SHORT TASK :: Convert the records below, from the first line through the line that contains "(930, 387), (965, 515)", into a two-column CSV with the header command,output. Give one row per record, put each field in double quotes, and replace line breaks inside a field with spaces.

LISTING ::
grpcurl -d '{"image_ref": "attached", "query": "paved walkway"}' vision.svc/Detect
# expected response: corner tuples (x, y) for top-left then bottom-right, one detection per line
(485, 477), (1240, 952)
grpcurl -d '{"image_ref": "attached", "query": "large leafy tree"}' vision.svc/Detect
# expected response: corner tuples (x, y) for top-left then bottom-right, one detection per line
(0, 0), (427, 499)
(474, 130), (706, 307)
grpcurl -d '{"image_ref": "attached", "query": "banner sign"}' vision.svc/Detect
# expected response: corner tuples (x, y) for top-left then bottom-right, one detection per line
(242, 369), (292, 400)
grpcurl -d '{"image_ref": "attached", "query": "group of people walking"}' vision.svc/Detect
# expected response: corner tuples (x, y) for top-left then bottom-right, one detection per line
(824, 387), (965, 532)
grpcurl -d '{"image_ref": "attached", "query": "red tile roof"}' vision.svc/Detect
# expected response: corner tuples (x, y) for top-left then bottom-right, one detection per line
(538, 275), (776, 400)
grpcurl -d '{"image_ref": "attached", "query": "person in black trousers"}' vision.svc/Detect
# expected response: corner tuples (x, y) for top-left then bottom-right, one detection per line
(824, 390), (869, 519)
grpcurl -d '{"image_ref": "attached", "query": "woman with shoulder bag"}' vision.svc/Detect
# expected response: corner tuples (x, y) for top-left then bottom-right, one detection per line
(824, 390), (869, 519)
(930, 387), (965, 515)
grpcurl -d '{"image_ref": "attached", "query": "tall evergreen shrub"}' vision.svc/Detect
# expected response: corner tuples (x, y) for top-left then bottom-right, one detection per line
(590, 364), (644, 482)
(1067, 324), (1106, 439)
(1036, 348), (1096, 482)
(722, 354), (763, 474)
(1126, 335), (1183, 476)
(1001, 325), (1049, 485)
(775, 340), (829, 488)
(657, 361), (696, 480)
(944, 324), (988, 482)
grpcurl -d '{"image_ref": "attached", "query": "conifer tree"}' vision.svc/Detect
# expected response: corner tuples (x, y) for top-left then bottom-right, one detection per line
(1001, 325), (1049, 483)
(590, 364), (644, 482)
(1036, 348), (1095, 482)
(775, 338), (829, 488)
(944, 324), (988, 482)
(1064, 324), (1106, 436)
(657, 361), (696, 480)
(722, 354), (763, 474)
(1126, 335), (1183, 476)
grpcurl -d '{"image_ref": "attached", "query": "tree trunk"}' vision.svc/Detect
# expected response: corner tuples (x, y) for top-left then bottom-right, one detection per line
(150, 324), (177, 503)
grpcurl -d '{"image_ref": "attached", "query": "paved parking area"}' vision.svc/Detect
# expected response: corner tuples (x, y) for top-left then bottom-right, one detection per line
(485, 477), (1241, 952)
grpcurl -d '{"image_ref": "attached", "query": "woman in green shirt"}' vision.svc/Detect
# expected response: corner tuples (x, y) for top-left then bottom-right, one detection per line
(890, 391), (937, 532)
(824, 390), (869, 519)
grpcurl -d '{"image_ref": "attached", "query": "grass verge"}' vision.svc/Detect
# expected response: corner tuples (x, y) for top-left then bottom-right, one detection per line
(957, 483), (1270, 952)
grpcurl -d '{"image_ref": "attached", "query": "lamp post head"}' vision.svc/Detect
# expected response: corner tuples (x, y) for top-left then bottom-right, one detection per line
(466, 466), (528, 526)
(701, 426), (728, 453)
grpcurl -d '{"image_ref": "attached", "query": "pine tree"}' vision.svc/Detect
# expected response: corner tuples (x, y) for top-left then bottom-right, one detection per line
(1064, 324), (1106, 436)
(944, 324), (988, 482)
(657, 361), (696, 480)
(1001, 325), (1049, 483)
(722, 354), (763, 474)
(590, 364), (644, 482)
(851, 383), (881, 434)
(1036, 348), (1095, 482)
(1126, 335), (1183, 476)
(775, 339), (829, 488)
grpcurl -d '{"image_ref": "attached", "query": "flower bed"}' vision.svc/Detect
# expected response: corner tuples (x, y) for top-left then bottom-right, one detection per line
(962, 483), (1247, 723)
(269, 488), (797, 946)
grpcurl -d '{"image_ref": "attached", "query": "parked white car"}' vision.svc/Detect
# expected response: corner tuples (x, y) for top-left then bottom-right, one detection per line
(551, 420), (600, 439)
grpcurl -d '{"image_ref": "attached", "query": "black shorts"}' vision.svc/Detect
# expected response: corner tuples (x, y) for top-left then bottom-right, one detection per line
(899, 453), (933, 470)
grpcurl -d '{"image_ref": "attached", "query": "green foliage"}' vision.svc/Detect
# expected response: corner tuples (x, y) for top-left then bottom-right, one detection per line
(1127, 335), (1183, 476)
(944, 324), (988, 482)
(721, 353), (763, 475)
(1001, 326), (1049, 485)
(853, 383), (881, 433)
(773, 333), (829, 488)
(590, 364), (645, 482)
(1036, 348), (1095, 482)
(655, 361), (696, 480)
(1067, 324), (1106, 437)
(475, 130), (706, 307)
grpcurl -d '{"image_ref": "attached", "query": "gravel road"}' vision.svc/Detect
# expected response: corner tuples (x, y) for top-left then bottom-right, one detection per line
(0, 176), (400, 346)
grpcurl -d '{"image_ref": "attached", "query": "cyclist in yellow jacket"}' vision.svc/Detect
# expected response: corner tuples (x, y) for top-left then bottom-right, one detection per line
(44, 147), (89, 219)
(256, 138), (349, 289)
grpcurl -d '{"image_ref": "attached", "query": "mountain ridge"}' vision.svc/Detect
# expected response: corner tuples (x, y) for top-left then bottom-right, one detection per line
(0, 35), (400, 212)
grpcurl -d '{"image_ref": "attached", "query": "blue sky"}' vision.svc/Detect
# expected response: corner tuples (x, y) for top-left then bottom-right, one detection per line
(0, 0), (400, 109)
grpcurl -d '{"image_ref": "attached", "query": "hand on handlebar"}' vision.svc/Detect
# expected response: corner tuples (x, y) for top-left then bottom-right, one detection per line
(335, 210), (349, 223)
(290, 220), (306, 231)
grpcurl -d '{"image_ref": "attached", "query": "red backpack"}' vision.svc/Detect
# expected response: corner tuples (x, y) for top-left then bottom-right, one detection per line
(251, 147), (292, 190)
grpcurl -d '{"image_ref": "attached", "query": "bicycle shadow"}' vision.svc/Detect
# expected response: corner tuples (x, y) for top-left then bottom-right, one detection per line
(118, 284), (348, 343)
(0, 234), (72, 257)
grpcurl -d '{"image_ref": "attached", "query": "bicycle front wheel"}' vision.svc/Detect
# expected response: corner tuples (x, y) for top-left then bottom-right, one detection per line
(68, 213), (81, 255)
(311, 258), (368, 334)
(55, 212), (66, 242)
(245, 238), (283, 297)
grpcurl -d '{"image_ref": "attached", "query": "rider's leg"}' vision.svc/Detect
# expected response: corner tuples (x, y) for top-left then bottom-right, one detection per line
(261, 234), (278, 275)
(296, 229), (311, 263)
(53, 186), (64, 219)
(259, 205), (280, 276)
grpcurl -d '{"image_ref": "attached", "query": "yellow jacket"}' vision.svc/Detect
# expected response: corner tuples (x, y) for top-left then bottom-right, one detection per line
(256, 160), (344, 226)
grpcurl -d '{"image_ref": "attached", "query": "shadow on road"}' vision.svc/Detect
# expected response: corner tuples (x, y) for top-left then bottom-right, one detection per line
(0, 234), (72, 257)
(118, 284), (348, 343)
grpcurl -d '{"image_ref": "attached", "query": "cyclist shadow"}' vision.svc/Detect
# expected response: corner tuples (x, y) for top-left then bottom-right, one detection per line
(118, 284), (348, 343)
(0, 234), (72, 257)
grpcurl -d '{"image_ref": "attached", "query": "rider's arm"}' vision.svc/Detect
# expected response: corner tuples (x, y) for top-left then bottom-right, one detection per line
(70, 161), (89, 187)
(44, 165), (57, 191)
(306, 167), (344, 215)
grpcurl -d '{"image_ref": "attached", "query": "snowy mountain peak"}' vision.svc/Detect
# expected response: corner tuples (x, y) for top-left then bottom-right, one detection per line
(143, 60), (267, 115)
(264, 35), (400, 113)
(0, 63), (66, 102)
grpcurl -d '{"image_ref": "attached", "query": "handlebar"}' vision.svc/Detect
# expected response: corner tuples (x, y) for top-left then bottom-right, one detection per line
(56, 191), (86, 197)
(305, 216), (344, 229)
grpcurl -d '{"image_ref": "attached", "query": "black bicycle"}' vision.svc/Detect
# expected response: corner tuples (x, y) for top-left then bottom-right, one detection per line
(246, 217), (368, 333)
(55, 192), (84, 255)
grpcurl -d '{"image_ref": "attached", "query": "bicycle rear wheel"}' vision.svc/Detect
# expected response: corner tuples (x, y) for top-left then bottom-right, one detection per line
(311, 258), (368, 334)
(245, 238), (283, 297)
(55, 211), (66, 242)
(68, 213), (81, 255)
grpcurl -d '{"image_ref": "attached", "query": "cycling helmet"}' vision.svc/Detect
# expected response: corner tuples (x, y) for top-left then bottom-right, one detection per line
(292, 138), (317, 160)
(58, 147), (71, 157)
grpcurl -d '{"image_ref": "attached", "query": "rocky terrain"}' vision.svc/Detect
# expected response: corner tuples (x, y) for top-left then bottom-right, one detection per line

OUTPUT FOR THIS TASK ::
command,output
"grpcurl -d '{""image_ref"": ""attached"", ""query"": ""paved walkway""}' vision.svc/Detect # expected response: corner tuples (x, y) for top-left then bottom-right, one detection per line","(485, 477), (1240, 952)"
"grpcurl -d '{""image_ref"": ""attached"", ""query"": ""large leafy tree""}' vision.svc/Detect # expected response: corner tuples (x, y) for top-left then bottom-right, one detection per line","(0, 0), (427, 499) (474, 130), (706, 307)"
"grpcurl -d '{""image_ref"": ""attached"", ""query"": ""banner sign""}' vision.svc/Detect # expected response: corner tuples (x, y) for top-left then bottom-right, one detection per line","(242, 369), (292, 400)"
"grpcurl -d '{""image_ref"": ""attached"", ""query"": ""group of people walking""}' vision.svc/Detect # expected response: corner tuples (x, y) for top-left then bottom-right, one detection per line","(824, 387), (965, 532)"
"grpcurl -d '{""image_ref"": ""attached"", ""query"": ""red tile roof""}' vision.svc/Detect # expected response: corner tuples (x, y) for top-left then bottom-right, one detection per line","(538, 275), (776, 400)"
"grpcurl -d '{""image_ref"": ""attached"", ""query"": ""person in black trousers""}' vision.svc/Detect # expected response: corner tuples (x, y) for top-left then bottom-right, one detection per line","(824, 390), (869, 519)"
"grpcurl -d '{""image_ref"": ""attached"", ""query"": ""woman with shoulder bag""}' vision.svc/Detect # expected response: corner tuples (x, y) for top-left then bottom-right, one detection per line","(824, 390), (869, 519) (930, 387), (965, 515)"